▶ [What you will do]: With the line containing "Category: green grass" as the first line and the last line of the records as the final one, reproduce that range exactly.

(Dataset rows)
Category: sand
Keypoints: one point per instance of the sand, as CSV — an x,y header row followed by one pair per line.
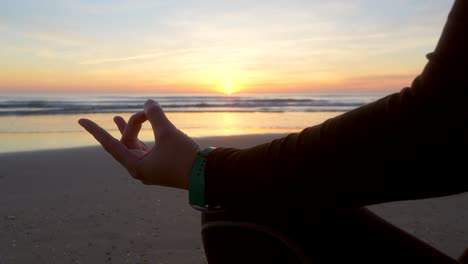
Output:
x,y
80,206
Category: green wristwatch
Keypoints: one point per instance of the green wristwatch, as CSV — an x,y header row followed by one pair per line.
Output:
x,y
197,183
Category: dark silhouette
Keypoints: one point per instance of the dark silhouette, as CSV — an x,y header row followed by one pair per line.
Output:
x,y
301,198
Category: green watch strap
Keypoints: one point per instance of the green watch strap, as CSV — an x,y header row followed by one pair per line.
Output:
x,y
197,180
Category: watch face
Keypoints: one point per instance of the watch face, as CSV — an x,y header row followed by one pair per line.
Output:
x,y
208,209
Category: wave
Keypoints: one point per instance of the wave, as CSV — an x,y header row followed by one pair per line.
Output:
x,y
130,104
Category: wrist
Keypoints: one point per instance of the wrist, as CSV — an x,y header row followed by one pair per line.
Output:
x,y
197,182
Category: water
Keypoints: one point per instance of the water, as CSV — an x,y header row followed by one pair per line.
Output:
x,y
37,122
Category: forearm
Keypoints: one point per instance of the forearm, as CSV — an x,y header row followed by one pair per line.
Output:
x,y
400,147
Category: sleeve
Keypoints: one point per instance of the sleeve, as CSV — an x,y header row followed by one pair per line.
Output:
x,y
408,145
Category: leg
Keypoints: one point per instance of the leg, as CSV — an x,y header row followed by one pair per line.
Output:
x,y
355,236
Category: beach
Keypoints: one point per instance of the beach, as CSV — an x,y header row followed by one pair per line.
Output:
x,y
80,206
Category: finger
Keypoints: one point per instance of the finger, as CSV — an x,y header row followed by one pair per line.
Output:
x,y
108,142
157,118
133,127
121,124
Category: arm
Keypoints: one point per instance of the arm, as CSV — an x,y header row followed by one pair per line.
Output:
x,y
401,147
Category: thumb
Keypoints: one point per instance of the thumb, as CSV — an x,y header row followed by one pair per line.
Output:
x,y
156,116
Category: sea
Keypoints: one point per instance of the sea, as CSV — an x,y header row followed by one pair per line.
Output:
x,y
31,122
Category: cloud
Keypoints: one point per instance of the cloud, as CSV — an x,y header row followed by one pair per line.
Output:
x,y
125,59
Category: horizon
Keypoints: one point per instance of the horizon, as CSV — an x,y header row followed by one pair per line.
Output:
x,y
122,47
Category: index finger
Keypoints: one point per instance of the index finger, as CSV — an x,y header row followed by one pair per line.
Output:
x,y
108,142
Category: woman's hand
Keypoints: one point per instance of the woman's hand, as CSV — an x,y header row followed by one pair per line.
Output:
x,y
168,163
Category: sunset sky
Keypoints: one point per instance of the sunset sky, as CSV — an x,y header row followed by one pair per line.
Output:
x,y
208,46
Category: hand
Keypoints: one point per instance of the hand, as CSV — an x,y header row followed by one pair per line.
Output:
x,y
168,163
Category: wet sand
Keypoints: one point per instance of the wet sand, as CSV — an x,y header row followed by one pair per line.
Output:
x,y
80,206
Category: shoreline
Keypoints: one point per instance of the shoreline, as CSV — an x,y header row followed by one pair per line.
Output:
x,y
79,205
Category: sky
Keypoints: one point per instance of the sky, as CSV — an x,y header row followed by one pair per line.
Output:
x,y
124,46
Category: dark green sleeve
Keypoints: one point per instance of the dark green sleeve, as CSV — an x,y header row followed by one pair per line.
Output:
x,y
408,145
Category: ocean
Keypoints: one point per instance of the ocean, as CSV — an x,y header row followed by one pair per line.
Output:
x,y
49,121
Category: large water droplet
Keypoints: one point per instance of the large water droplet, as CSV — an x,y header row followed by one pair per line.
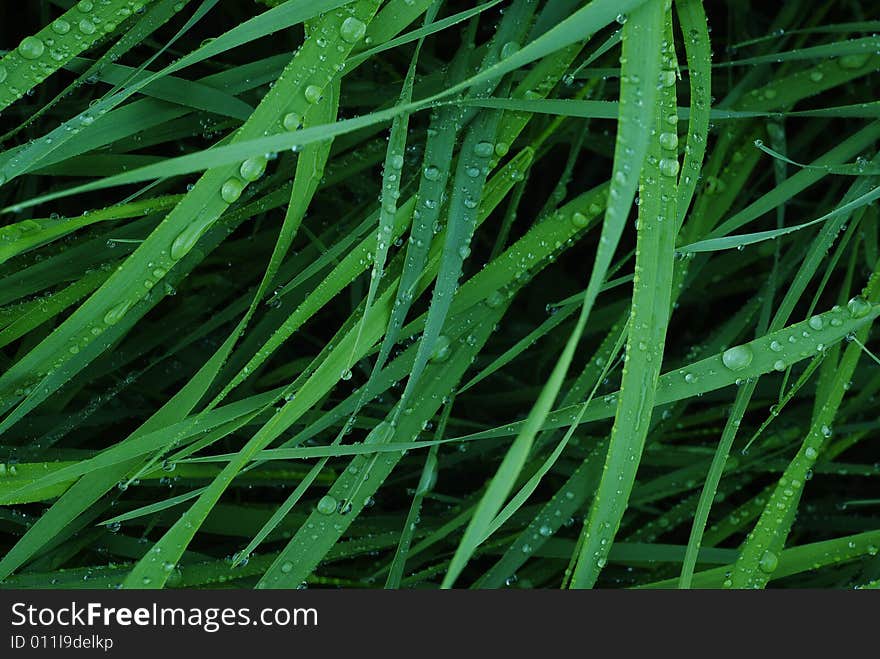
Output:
x,y
31,47
231,190
61,26
313,93
579,220
86,26
253,168
352,30
737,357
858,307
484,149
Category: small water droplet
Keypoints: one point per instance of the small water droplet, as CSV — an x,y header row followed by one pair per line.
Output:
x,y
327,505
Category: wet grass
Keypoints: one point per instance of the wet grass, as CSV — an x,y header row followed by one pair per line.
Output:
x,y
431,294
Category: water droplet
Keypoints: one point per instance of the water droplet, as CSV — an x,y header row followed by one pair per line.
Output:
x,y
31,47
442,349
61,26
352,30
313,93
579,220
327,505
858,307
253,168
668,141
737,357
495,300
86,26
668,166
292,121
231,190
484,149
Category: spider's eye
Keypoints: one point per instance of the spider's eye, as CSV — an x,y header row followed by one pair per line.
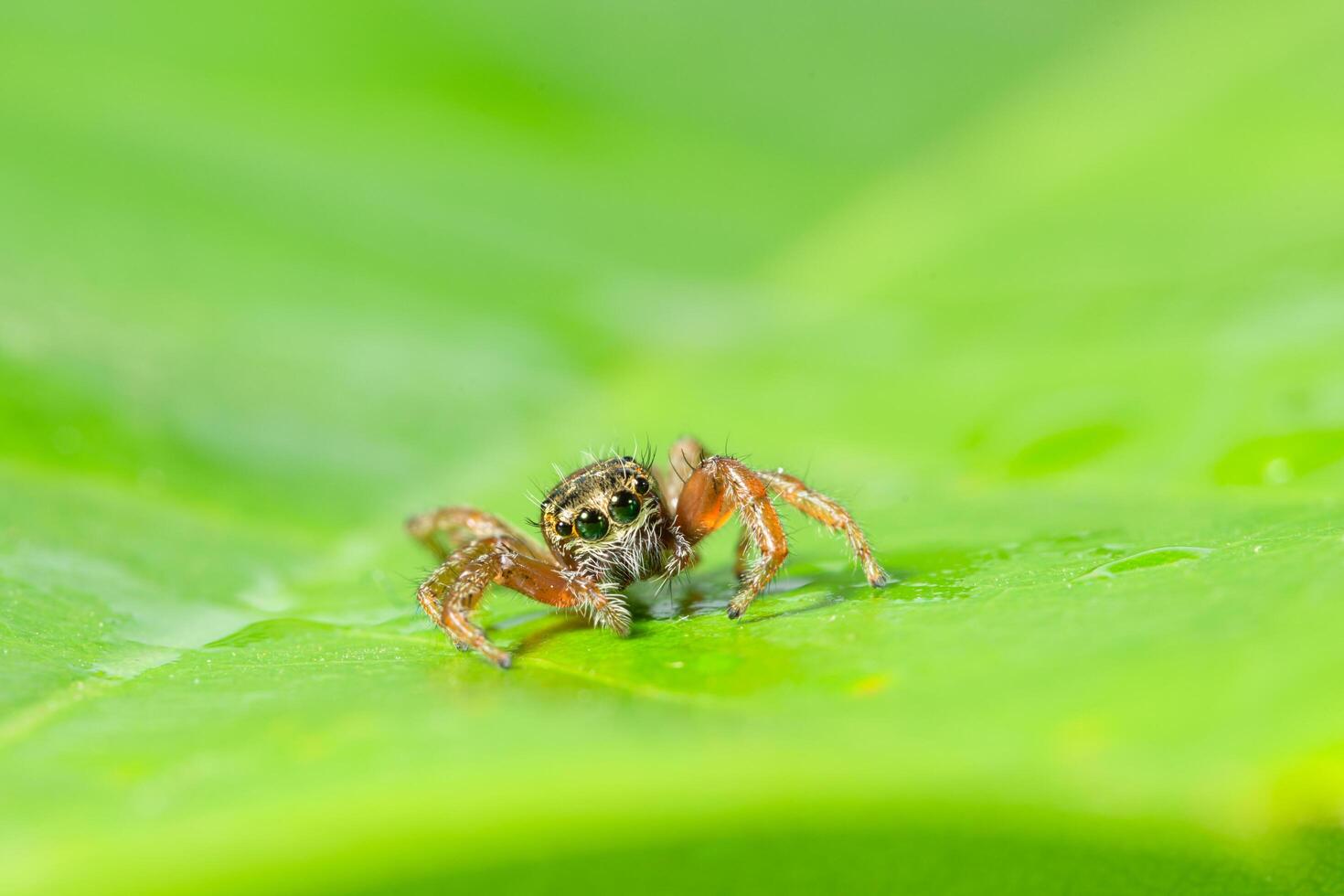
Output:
x,y
625,507
591,524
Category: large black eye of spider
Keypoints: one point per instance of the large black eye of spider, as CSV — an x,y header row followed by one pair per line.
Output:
x,y
625,507
591,524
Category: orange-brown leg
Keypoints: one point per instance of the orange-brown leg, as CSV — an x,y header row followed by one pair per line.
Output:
x,y
683,458
718,488
743,554
831,515
456,587
445,529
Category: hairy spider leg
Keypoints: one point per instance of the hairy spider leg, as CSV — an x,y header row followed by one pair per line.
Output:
x,y
828,513
456,587
683,458
460,527
718,488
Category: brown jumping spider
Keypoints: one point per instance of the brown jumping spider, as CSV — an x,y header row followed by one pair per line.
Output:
x,y
613,523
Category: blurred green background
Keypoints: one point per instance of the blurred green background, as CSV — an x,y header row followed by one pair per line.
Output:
x,y
1051,293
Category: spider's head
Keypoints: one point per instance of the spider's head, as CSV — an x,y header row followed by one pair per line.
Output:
x,y
606,518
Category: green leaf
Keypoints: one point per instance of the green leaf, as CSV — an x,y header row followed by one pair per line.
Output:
x,y
1050,295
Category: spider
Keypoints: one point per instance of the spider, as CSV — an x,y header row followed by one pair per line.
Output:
x,y
613,523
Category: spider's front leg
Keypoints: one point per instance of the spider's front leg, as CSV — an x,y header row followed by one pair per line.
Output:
x,y
456,587
709,498
722,485
459,527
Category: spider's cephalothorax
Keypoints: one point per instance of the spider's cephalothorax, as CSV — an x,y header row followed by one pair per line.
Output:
x,y
608,521
613,523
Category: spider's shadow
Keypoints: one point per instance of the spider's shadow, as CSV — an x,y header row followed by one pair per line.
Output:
x,y
709,594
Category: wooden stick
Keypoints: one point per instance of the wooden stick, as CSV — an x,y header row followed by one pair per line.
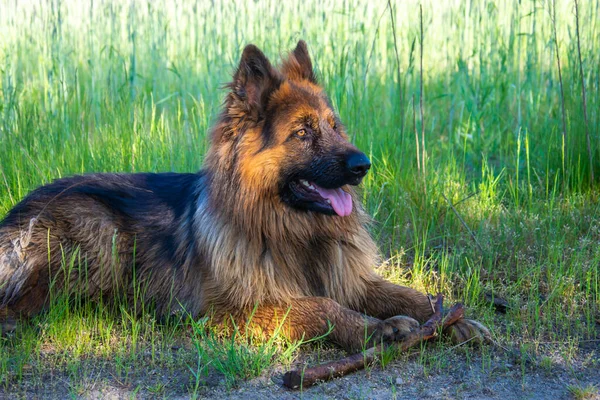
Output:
x,y
297,379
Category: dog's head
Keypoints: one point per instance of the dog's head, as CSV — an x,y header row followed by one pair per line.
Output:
x,y
280,135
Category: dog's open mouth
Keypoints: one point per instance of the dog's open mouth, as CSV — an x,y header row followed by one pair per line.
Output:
x,y
329,201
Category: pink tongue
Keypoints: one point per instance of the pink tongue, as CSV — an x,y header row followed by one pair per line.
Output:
x,y
340,200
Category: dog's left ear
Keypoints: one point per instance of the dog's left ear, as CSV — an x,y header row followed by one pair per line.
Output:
x,y
298,65
254,80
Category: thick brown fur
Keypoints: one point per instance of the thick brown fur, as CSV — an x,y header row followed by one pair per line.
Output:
x,y
227,240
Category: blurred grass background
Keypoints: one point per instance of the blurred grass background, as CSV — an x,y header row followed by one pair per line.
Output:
x,y
90,86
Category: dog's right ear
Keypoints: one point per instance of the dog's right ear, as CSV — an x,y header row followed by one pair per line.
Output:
x,y
254,80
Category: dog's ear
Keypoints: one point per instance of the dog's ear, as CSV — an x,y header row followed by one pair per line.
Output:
x,y
254,80
298,65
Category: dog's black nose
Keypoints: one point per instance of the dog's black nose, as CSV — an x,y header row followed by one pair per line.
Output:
x,y
358,163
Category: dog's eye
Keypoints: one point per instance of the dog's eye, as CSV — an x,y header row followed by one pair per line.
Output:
x,y
301,133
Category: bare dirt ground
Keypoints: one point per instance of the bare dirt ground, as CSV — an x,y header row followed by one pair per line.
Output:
x,y
454,373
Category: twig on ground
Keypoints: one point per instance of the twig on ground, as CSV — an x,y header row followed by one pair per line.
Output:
x,y
297,379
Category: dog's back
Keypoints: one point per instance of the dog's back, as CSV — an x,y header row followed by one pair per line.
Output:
x,y
103,221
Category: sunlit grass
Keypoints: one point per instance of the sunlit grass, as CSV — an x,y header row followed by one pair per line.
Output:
x,y
135,86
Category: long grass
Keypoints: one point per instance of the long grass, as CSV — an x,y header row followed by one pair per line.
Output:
x,y
510,207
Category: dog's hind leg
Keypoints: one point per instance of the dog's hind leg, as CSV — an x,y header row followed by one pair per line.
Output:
x,y
23,278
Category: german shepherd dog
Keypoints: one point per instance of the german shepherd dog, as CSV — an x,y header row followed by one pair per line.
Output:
x,y
271,226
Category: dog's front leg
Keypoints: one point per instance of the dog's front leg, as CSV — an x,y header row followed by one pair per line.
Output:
x,y
384,300
311,317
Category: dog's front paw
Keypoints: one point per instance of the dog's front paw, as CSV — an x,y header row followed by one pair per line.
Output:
x,y
468,330
394,329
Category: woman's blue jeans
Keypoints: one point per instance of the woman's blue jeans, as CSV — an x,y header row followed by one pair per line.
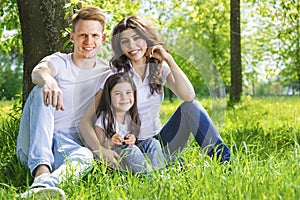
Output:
x,y
38,143
191,117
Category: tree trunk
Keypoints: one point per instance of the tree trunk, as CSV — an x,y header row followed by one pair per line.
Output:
x,y
42,23
235,52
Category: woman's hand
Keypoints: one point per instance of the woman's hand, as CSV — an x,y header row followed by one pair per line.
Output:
x,y
159,53
117,139
129,139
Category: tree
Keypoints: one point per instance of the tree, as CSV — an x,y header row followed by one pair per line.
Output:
x,y
235,52
42,24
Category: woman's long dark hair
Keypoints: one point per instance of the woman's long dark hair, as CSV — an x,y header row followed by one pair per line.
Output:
x,y
105,108
120,62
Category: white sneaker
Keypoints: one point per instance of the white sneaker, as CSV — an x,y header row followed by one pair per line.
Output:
x,y
44,193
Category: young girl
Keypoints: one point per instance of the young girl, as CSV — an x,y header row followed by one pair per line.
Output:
x,y
118,126
137,51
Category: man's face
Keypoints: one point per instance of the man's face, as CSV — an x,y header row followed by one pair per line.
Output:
x,y
87,38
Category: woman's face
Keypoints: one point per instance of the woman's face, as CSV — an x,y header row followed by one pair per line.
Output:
x,y
133,45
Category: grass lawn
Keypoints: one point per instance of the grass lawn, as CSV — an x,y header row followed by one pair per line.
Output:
x,y
263,134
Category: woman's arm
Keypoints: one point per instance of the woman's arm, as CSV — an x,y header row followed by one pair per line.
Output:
x,y
88,135
177,80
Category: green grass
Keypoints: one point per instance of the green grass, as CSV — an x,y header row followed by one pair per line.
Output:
x,y
263,134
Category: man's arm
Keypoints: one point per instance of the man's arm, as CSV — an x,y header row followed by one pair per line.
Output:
x,y
43,76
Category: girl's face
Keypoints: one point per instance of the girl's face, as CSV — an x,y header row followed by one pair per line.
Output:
x,y
133,45
122,97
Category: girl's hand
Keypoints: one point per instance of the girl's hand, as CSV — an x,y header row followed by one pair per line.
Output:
x,y
129,139
117,139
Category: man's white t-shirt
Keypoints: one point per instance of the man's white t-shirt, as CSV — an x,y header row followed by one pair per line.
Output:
x,y
79,87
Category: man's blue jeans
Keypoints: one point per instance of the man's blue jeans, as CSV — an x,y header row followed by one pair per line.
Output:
x,y
37,143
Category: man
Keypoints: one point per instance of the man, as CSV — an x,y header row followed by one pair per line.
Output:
x,y
48,141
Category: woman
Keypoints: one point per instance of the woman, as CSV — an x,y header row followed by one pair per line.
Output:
x,y
138,51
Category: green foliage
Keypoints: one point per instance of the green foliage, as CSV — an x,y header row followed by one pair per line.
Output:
x,y
263,134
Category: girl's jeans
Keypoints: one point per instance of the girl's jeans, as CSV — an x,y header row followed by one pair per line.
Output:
x,y
37,144
191,117
141,158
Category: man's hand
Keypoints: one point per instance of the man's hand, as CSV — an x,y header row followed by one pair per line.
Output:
x,y
129,139
53,95
117,139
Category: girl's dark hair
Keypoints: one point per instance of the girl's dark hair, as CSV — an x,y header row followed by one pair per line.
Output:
x,y
105,107
120,62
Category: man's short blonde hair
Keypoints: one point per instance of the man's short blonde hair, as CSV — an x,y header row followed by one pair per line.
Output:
x,y
89,13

▶ [Final result]:
Category: green grass
Keypoints: one point per instance of the green grass, as CSV — an x,y header row followed by one pair per line.
Output:
x,y
263,134
Category: man's arm
Keypoints: one point per instance of the man's arm, as CSV — an x,y header row followed by one pair per line.
Output:
x,y
43,76
Category: girl's face
Keypoints: one point per instance of the girl's face, as CSV — an x,y header row followed by one pair per line.
Output:
x,y
133,45
122,97
Category: girl's hand
Keypoints: one point per instance of the girl's hand, as CSV — an x,y header row followed by one pair per line.
Output:
x,y
129,139
117,139
Category: man's white t-shirt
Keypoints: one point per instance of the man's white t-shirt, as CSV — an x,y header row followed by one pair per line.
Output:
x,y
79,87
Category: man's blue jeans
Keypoints: one point per instance of the man's blue jeans, as CSV — an x,y header row followed by one pair per line.
Output:
x,y
37,143
Category: man
Keypoints: one point per instance of the man, as CSV — an x,y header row followed by one pair per line.
Output:
x,y
48,141
Category: woman
Keypoints: one point per instance of the woman, as CSV — an x,y header row followed by one pair per line.
Output:
x,y
138,51
Category: green foliage
Keypoints: one point per instance of the green foliage, as CSV — an x,y header row followed by one pair per line.
Output:
x,y
263,134
Category: girl's jeans
Keypoints: one point per instance of the girl's jeans, as CSV — an x,y header row followed by one pair per line.
Output:
x,y
37,144
191,117
141,158
Category: man's hand
Keypoints: one point per instance of the man's hand, as CSV — an x,y header row followed by one pair per line.
Output:
x,y
129,139
53,95
117,139
Category: girl's dark hair
Keypoints: one point per instance of the girl's dark hair, as CSV — an x,y header row followed by one pair per line.
Output:
x,y
105,107
120,62
Category: man's short blonde hair
Keypoints: one point per instance of the man's short blonde hair, as CSV — an x,y header row followed by one pair per line.
Output:
x,y
89,13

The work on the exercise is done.